>>>>

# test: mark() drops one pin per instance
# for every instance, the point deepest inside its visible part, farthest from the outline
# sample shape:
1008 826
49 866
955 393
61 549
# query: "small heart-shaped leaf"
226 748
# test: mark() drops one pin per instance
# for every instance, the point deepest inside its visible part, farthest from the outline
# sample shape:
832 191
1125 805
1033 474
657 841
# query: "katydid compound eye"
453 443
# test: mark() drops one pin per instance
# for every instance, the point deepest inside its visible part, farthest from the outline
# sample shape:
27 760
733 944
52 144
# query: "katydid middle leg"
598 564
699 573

<<<<

* Exercise aim
Please print all of the material again with no alteration.

* Reply to the exercise
# test: mark() drops one pin per instance
# for every instance, the point deepest inside its visible part, farthest from the outline
# sample shape:
1008 826
49 866
955 393
61 549
# query: "small heart-shaped leaf"
226 748
# test: mark() drops one pin per instance
# for every instance, the point deepest inside its visible part, farthest from the outline
# sample shape:
832 191
1125 805
1033 474
657 841
# query: "katydid compound eye"
453 443
# test: mark() drops one pin per instance
# for every instance, the point deepest inside its visible part, farthest from the outline
# sample shape:
27 760
733 944
52 144
# query: "katydid middle leg"
598 564
699 573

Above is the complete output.